> Document passage:

How to Position Yourself in Your New Job

When you take up a new management position—actually sit in the manager's chair—it is natural to feel some pangs of uncertainty in the new environment.

1. Avoid becoming too visible too soon
In the early days many people will be eager to see what your approach will be, particularly in terms of changes to 'the way things are done around here'. Let there be a touch of mystery about your presence in these early stages. Just as you will go out to meet your staff, let some of them come to you. Don't show your hand until you are ready. Use this period to gather information and plan.

2. Focus on the important things first
Don't try to master all aspects of your new position. Ask your superior to list the three or four most important responsibilities of your job, and make every effort in these early days to master them first.

[Collected data entries]
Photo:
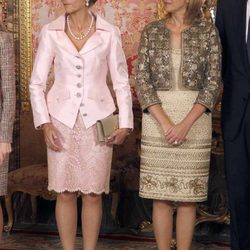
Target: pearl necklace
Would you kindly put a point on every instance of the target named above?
(82, 35)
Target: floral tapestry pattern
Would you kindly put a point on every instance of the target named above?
(130, 16)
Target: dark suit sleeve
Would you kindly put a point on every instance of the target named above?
(220, 20)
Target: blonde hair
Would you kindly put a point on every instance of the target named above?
(194, 11)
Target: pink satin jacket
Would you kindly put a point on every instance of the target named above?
(80, 77)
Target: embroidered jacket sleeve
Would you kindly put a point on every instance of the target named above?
(146, 91)
(208, 95)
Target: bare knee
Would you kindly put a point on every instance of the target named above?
(67, 197)
(161, 204)
(91, 199)
(186, 206)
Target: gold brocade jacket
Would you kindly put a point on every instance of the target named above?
(200, 66)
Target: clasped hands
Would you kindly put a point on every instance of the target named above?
(175, 134)
(5, 149)
(51, 137)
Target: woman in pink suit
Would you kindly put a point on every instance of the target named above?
(83, 47)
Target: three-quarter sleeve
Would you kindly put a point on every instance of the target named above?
(144, 87)
(38, 82)
(119, 75)
(210, 91)
(8, 88)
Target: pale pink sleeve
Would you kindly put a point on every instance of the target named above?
(41, 68)
(119, 75)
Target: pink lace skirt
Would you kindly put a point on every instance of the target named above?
(84, 165)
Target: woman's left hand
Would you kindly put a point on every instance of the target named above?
(118, 137)
(5, 149)
(176, 135)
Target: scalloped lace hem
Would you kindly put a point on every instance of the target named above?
(78, 190)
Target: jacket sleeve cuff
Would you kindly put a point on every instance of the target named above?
(146, 106)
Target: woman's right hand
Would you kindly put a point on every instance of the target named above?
(51, 137)
(166, 128)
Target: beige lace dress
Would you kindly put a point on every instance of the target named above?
(175, 173)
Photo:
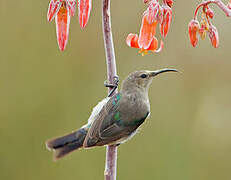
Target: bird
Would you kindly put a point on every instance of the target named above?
(114, 120)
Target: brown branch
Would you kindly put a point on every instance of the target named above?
(111, 154)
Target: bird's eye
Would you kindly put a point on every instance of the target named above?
(143, 75)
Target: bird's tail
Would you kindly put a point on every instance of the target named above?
(66, 144)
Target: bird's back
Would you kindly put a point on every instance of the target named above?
(118, 119)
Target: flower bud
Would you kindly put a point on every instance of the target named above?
(153, 11)
(193, 29)
(169, 3)
(213, 35)
(167, 18)
(210, 13)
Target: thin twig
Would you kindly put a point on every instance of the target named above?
(111, 152)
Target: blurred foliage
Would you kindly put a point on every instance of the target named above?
(45, 93)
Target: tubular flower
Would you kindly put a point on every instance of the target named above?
(155, 14)
(213, 35)
(193, 29)
(167, 18)
(229, 5)
(146, 40)
(62, 11)
(169, 3)
(84, 7)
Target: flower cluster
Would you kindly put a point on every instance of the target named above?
(62, 11)
(200, 29)
(154, 15)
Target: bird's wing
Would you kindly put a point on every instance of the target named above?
(106, 128)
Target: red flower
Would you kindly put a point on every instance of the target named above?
(167, 18)
(146, 40)
(229, 5)
(193, 29)
(62, 10)
(169, 3)
(210, 13)
(84, 7)
(213, 35)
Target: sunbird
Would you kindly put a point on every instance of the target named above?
(115, 119)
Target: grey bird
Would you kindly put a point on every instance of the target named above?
(114, 120)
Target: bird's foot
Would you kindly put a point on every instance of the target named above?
(114, 86)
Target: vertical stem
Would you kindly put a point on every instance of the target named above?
(111, 152)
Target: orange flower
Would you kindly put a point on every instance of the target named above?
(146, 40)
(84, 7)
(193, 29)
(169, 3)
(167, 18)
(213, 35)
(62, 11)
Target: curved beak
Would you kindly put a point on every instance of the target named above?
(155, 73)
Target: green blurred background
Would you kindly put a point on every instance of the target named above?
(45, 93)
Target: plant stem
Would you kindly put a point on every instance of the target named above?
(219, 3)
(111, 152)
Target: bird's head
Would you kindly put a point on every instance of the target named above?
(142, 79)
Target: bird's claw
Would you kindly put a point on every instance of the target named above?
(113, 86)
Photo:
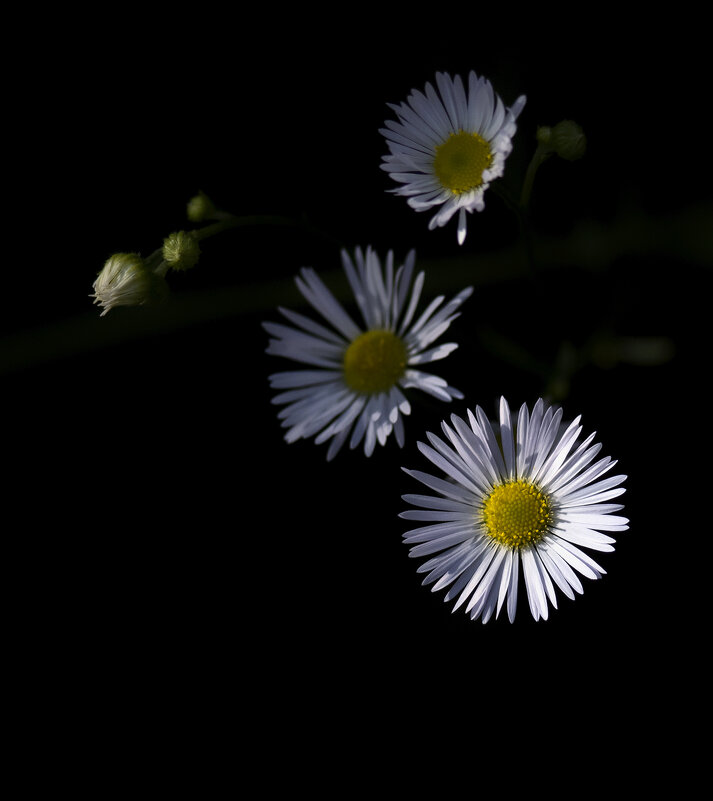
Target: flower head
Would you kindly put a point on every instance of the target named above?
(515, 494)
(357, 375)
(448, 145)
(123, 281)
(181, 250)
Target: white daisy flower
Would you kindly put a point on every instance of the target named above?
(355, 385)
(517, 494)
(446, 148)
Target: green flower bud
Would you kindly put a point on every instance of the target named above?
(123, 281)
(568, 140)
(200, 208)
(181, 250)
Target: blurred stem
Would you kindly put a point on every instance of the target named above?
(523, 222)
(541, 154)
(230, 221)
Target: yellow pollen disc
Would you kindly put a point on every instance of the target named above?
(374, 361)
(461, 160)
(517, 514)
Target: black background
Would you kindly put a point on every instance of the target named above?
(179, 559)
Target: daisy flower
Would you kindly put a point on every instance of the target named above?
(448, 145)
(515, 494)
(354, 387)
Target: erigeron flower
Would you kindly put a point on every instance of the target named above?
(354, 387)
(448, 145)
(511, 495)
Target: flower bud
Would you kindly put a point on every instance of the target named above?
(123, 281)
(181, 250)
(200, 208)
(567, 139)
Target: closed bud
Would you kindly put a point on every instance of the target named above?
(567, 139)
(201, 208)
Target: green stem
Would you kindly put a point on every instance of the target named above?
(230, 221)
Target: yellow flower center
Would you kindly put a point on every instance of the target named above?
(461, 160)
(517, 514)
(374, 361)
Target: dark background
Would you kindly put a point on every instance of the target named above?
(178, 557)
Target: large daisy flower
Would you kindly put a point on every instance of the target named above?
(514, 494)
(355, 385)
(448, 145)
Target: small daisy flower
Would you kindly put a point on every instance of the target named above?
(448, 145)
(355, 385)
(517, 494)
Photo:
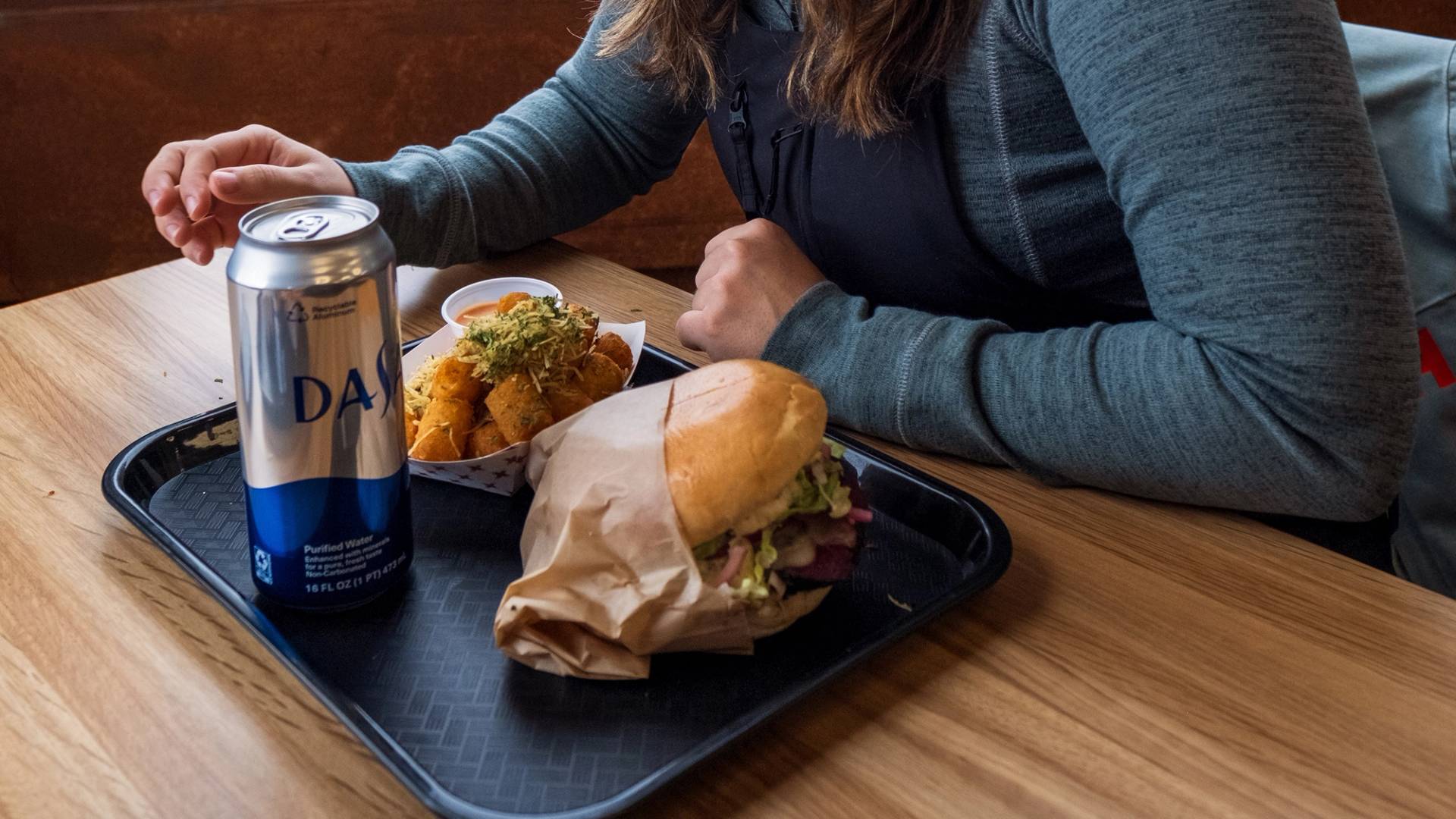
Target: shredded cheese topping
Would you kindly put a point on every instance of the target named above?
(417, 390)
(538, 335)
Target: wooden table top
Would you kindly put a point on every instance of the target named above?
(1138, 659)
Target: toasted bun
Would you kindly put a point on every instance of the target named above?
(775, 617)
(737, 431)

> Requirement: Write out the passage on starting a new management job word for word, starting at "1. Avoid becoming" and ending at "master them first.".

> Answer to the problem:
1. Avoid becoming too visible too soon
In the early days many people will be eager to see what your approach will be, particularly in terms of changes to 'the way things are done around here'. Let there be a touch of mystery about your presence in these early stages. Just as you will go out to meet your staff, let some of them come to you. Don't show your hand until you are ready. Use this period to gather information and plan.

2. Focus on the important things first
Don't try to master all aspects of your new position. Ask your superior to list the three or four most important responsibilities of your job, and make every effort in these early days to master them first.